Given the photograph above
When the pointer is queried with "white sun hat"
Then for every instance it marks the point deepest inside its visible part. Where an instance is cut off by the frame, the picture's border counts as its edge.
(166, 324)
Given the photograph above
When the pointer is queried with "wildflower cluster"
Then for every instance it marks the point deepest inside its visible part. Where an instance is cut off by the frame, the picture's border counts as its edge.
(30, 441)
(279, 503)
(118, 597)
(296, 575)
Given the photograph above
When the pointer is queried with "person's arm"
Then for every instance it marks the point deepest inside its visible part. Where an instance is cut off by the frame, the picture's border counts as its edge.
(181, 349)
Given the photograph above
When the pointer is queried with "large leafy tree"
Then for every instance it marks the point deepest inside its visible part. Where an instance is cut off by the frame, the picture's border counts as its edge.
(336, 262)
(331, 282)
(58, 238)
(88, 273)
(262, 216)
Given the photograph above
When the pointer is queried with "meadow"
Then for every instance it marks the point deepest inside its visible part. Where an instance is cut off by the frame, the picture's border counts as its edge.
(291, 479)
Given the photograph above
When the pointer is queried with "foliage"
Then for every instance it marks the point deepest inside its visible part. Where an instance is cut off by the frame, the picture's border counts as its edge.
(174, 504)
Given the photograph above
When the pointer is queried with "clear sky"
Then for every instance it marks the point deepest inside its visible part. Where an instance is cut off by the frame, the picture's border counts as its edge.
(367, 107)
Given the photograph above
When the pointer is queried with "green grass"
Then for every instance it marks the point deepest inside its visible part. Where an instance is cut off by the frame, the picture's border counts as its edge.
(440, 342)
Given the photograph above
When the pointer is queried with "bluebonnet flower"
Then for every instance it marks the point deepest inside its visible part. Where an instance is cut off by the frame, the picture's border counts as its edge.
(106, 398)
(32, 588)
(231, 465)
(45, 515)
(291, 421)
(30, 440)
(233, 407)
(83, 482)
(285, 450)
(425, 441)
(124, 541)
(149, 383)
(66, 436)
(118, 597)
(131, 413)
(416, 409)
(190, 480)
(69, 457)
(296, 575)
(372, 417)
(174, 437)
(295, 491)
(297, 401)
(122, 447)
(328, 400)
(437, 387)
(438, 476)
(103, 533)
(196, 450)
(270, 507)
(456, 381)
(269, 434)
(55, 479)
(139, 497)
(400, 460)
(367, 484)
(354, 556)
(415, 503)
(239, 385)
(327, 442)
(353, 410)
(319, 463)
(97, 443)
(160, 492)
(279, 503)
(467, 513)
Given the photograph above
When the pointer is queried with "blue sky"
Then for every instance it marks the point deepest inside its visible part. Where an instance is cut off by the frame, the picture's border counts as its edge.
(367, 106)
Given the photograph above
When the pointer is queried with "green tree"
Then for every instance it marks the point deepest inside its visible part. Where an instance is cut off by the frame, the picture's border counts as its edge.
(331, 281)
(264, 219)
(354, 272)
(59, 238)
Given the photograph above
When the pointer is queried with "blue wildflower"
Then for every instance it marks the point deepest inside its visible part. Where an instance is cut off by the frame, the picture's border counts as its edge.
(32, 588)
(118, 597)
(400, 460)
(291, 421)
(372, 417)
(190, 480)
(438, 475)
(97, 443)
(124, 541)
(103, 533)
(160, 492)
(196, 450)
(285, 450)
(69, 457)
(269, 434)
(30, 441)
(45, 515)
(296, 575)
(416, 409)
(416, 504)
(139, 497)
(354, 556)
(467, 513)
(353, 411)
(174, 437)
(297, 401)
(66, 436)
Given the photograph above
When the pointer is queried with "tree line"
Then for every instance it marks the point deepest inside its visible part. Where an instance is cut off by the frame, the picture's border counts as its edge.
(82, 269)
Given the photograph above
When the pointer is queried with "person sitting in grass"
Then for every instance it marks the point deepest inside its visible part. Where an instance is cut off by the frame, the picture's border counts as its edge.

━━━━━━━━━━━━━━━━━━━━

» **What needs to be done**: Return the material in full, exactly as shown.

» **Correct output**:
Given the photograph above
When the pointer is queried with "white sun hat"
Then for every instance it marks the point deepest inside its visible part. Where an instance is cut off by the frame, the picture's border counts as its edge.
(166, 324)
Given the photograph above
When the pointer is queried with "wildflower cluster"
Then for every instance it marks the point deepest inside its visible part. Where an instance is cut off by the frame, the picture's border counts as its edge.
(30, 441)
(279, 503)
(118, 597)
(296, 575)
Given the photograph above
When the pointer is queried with "person's arm"
Then for every instance it marks the point deepest inside its visible part. Where an instance is cut off by the frame, the picture's border counts as its edge.
(181, 349)
Given the photograph above
When the pointer is queried with "large leafy tree"
Then for every instance it marks the point deepest inside its visible part. Where an instance is cut off by the frame, the picture's border counts as its edge.
(336, 262)
(331, 282)
(58, 238)
(88, 273)
(262, 216)
Given the photograph above
When the pointer is queried with "meadow"
Then for every instance it marks the point deepest inside its visible part. Where an instance is cut off by the frame, the picture's border counts as its edge.
(291, 479)
Given the photograph above
When the pointer is queried with "foliage"
Then for every instance it marks the point deepest inside its visible part. Where an instance is cut off by the frame, the picture's border counts as its edge.
(174, 504)
Given the photograph above
When the pointer is queried with "clear sky"
Then for every instance it marks the point deepest inside its visible part. Where an instance is cut off by the frame, the picture's border counts as its edge.
(367, 107)
Given the photograph above
When the pointer is queried with "green grass"
Then for every instance it marks the point deepest inside its visible part. Where an instance is cut off by the frame, the picture's border counts as its edge.
(440, 342)
Given the photograph above
When the pointer is queried with "bluebonnet flower"
Then for every instance it marks the point deepest inside its visible part. Where an instance is cut off by the frame, the picture's border counts as its edge.
(106, 398)
(32, 588)
(231, 465)
(45, 515)
(291, 421)
(30, 440)
(233, 407)
(83, 482)
(285, 450)
(425, 441)
(124, 541)
(149, 383)
(66, 436)
(118, 597)
(131, 413)
(416, 409)
(190, 480)
(69, 457)
(296, 575)
(372, 417)
(174, 437)
(295, 491)
(297, 401)
(122, 447)
(328, 400)
(437, 387)
(438, 476)
(103, 533)
(196, 450)
(270, 507)
(456, 381)
(269, 434)
(55, 479)
(139, 497)
(400, 460)
(367, 484)
(354, 556)
(415, 503)
(239, 385)
(327, 442)
(353, 410)
(319, 463)
(97, 443)
(160, 492)
(279, 503)
(467, 513)
Given the photograph above
When the pointer is queried with "blue sky"
Then for every instance it marks the point deepest inside its visible part. Where an instance is cut off by the frame, the picture's border counts as its edge.
(367, 106)
Given the photograph above
When the pointer is queried with "green tree"
Then for every instance it marks the point deepest inside its visible part. Where an instance is cut off by the frame, the picture's border counts as its edge.
(331, 281)
(264, 219)
(354, 272)
(59, 238)
Given the photograph above
When the pointer is queried with "blue wildflower"
Then for every instance it marks the point deepest inside its visible part. Where an instance is cut off by the frame, the picture's border counts as its edge.
(32, 588)
(118, 597)
(400, 460)
(291, 421)
(372, 417)
(190, 480)
(438, 475)
(97, 443)
(124, 541)
(103, 533)
(160, 492)
(196, 450)
(285, 450)
(69, 457)
(269, 434)
(30, 441)
(45, 515)
(296, 575)
(416, 409)
(416, 504)
(139, 497)
(354, 556)
(467, 513)
(353, 411)
(174, 437)
(297, 401)
(66, 436)
Given the photograph above
When the pointer is queried with "tree line"
Then for every instance it marks the point deepest inside its visible part. Where an instance is cut off by the frame, the picture's border counts as its edge.
(82, 269)
Given the photograph above
When the pointer is queried with "person sitting in grass"
Then for every instance it marks the point deepest inside its visible part. Where an instance is cut off by the frame, the picture's border counts as its edge.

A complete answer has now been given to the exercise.